TASK: For the entries below, report the number of lines where the string "lifeboat" appears, and only that number.

PROVIDED DATA:
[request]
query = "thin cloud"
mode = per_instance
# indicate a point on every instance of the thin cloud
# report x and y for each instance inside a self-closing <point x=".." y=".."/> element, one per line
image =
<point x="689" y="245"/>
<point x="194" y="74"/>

* * *

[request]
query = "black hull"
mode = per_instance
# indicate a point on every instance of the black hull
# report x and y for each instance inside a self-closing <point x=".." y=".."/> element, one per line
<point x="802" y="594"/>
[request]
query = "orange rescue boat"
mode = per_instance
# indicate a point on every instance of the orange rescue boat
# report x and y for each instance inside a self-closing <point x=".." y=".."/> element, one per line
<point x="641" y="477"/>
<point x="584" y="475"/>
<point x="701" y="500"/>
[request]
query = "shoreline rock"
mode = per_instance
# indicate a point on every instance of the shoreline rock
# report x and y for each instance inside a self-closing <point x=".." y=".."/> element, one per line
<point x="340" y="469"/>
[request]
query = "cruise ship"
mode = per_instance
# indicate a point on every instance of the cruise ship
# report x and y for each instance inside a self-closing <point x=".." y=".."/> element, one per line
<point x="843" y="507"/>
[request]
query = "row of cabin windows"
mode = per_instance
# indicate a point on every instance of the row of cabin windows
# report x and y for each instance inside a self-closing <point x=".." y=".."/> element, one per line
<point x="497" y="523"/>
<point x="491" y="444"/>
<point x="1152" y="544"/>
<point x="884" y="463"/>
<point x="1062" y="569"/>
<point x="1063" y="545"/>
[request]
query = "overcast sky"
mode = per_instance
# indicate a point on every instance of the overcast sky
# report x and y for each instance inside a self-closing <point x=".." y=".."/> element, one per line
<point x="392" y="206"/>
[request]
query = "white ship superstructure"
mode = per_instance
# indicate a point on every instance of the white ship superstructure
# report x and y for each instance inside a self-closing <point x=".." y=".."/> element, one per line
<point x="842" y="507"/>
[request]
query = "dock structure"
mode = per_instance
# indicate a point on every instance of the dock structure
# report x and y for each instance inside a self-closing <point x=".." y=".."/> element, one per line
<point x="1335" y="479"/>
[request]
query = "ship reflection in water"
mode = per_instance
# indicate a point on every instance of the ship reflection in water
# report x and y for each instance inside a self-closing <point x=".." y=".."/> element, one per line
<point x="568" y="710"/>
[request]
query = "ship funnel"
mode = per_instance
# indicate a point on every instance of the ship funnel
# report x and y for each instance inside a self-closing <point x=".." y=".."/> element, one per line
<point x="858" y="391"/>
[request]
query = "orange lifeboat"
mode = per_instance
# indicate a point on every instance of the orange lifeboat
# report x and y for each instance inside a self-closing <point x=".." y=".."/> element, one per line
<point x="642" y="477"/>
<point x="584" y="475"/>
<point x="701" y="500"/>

---

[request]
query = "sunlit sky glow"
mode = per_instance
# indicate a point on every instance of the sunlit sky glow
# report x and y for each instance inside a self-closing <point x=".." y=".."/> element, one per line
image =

PROBLEM SOLUTION: 2